- _Exercise objective_
Wherever a line of the records contains "instance", copy that line.

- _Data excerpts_
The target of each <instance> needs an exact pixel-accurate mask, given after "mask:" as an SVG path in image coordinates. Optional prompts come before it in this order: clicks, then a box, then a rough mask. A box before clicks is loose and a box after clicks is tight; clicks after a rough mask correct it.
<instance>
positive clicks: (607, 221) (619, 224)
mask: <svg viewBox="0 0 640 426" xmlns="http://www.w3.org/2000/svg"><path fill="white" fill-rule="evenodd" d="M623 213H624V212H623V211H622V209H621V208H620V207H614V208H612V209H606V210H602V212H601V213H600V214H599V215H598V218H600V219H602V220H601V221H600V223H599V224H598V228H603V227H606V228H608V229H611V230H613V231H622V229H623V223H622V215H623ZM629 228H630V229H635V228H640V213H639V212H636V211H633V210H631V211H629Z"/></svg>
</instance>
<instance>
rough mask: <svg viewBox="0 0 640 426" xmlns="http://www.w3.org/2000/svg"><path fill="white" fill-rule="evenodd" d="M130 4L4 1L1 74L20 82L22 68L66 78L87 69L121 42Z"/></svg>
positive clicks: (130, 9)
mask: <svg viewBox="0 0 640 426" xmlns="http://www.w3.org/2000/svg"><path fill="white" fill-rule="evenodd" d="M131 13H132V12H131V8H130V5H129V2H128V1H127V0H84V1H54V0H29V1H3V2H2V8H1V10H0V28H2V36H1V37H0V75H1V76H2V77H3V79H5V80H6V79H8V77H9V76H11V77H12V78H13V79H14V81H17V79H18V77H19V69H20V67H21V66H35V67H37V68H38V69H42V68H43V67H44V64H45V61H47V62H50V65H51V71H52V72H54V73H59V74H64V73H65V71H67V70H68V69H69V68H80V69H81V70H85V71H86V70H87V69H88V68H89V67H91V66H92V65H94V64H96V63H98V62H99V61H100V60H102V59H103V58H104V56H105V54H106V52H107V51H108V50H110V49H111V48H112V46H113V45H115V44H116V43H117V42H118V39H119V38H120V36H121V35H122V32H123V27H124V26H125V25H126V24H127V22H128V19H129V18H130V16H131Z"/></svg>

- _Task solution_
The target of each <instance> needs an exact pixel-accurate mask, given after "mask:" as an SVG path in image coordinates. Optional prompts come before it in this order: clicks, then a box, then a rough mask. A box before clicks is loose and a box after clicks is tight; clicks after a rough mask correct it.
<instance>
</instance>
<instance>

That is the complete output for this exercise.